[TEXT PASSAGE start]

How I Use Writing to Grow My Following Quickly and Painlessly

Below is one of my most recent pieces. It’s an 8x10” mixed media collage on board. It’s one of my favorite pieces, and it’s quite lovely.

Do you want to buy it right now for $200?

That was off-putting, wasn’t it?

If you're new to The Hungry, you don’t know me or my work well enough to drop hundreds of dollars on a piece just because I told you about it.

Maybe you’re bold enough to take that chance, but it's more likely I haven’t built enough trust with you to commit to a large purchase. Even if you’re a long-time subscriber who has read all my posts, it may still be too much of an investment for you.

However, if I’ve made you laugh, made you think, and helped you find answers to some questions or obstacles, I have a better chance of getting you to that sale.

It’s not because you like my art any more than you did but because you’ve become endeared to what I share and want to support me as I’ve done for you.

This isn't about art. It's about sharing parts of me that connect us; the best way I've found to do that is with writing.

Writing has a way of building a greater connection with people than images ever will. When someone makes an active choice to read what I’ve shared, that’s more time we’ve spent together than if they doom scroll their way through their Instagram feed and happen upon one of my posts.

Reading creates a connection.

If I connect with a reader well enough, they learn to trust me.

If I validate that trust, it leads to loyalty.

If I foster that loyalty, it could lead to a purchase decision.

Is that a gamble of time and energy? Absolutely, but the reward is far greater than what I've ever received from my social media accounts (except Threads because it is magic).

Writing Concerns

Whenever I talk about writing with artists, many will be reluctant for one of three reasons. They don’t have enough time and energy to write long-form, have the skill to write well, or don’t want to add to all the other platforms where they spend time.

[TEXT PASSAGE end]
[RECORD EXTRACTS start]

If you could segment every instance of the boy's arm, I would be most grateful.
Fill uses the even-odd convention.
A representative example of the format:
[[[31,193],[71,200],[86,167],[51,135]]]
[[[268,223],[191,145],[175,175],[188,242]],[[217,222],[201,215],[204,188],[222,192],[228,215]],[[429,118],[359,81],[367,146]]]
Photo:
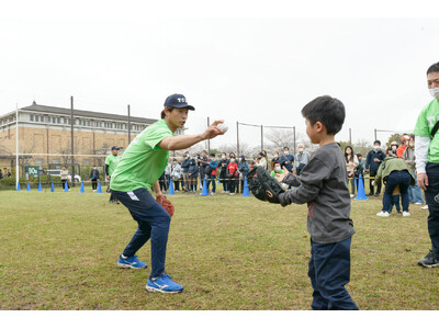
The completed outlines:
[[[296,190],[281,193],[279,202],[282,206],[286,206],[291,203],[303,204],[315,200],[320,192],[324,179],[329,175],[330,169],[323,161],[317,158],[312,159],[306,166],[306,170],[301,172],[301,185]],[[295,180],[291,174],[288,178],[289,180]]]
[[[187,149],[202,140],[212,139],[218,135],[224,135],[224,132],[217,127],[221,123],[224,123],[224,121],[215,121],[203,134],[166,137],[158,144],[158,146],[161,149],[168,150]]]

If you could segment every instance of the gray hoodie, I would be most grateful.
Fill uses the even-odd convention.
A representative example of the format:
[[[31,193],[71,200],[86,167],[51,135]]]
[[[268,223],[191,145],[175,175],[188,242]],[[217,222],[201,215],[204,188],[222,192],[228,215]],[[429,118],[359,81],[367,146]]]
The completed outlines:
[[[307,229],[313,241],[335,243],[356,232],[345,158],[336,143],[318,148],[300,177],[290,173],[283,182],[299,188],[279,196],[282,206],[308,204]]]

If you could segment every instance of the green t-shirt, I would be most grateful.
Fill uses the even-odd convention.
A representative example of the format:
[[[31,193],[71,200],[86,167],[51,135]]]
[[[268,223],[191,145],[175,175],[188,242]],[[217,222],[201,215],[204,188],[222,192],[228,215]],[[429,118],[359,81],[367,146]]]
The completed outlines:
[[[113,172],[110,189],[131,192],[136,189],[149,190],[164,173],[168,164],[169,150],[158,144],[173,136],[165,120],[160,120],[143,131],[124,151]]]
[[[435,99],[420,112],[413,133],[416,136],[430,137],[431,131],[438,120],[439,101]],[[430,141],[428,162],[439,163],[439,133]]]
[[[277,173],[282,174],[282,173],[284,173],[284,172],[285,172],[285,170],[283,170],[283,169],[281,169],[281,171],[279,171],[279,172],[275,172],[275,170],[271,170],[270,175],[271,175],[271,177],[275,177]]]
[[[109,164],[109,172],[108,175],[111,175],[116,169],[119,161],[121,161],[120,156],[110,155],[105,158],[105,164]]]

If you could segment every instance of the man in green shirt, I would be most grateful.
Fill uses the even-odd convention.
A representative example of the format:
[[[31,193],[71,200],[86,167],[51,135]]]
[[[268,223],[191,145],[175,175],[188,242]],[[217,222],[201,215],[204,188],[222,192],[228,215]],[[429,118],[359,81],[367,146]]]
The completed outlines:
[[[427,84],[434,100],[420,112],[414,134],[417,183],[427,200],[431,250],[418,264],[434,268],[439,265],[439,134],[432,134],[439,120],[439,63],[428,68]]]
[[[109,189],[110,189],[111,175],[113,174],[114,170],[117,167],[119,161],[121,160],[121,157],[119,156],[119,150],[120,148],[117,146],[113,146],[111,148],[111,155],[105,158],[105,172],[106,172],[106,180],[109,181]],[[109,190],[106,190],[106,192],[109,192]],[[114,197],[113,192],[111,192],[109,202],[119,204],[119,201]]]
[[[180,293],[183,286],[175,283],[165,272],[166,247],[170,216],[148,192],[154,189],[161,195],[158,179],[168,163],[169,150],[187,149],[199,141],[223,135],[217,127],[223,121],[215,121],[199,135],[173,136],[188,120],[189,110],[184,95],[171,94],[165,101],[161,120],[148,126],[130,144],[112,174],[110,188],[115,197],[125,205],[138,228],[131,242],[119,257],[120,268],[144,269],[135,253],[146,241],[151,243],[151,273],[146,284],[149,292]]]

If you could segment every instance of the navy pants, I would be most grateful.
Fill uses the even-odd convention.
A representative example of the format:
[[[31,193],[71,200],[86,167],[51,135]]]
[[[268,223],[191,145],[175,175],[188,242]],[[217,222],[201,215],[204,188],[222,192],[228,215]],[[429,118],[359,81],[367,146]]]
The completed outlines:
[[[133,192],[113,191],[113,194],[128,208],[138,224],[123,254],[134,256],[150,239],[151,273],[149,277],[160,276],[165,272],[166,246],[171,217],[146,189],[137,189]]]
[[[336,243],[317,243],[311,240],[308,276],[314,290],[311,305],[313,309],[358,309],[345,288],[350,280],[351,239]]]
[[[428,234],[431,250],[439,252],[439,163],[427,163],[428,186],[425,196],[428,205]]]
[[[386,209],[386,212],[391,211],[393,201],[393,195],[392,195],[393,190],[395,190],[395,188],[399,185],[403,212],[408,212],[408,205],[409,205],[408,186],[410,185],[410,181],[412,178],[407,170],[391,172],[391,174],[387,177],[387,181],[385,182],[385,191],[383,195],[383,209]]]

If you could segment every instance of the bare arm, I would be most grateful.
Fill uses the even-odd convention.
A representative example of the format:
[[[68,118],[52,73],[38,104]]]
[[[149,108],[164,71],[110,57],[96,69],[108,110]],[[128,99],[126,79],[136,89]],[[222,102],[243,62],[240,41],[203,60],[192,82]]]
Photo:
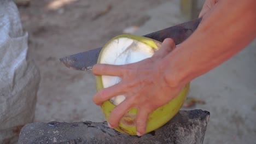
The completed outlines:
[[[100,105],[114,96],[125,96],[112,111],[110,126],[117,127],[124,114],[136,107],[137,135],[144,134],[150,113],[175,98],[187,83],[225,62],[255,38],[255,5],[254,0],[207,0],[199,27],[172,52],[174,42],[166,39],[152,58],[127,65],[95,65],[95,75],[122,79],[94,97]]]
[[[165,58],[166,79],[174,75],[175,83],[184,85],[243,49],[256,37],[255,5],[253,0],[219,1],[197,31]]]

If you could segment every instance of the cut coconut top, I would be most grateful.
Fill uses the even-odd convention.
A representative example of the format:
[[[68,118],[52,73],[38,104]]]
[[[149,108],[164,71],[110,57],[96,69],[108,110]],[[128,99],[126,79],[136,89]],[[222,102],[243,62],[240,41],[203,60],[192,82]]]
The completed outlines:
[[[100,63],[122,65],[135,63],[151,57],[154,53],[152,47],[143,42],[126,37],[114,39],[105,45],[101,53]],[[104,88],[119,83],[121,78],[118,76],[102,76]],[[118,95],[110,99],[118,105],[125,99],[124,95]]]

[RECORD EXTRACTS end]

:: DIRECTIONS ::
- a) In the post on using writing to grow a following, what price is offered for the mixed media collage?
- b) Summarize the post on using writing to grow a following in two sentences.
- c) Rewrite the paragraph of the post on using writing to grow a following that begins "Whenever I talk about writing with artists" as a short list.

:: RESPONSES IN ORDER ::
- a) $200.

- b) The writer argues that bluntly offering a $200 collage to readers is off-putting because enough trust has not yet been built, while making readers laugh, think, and find answers gives a better chance of a sale. Writing, the post says, builds a greater connection than images, which can lead to trust, loyalty, and possibly a purchase, though many artists are reluctant to write for lack of time and energy, lack of skill, or not wanting another platform.

- c)
Many artists are reluctant to write for one of three reasons:
- They lack the time and energy to write long-form.
- They lack the skill to write well.
- They don't want to add another platform to the ones where they already spend time.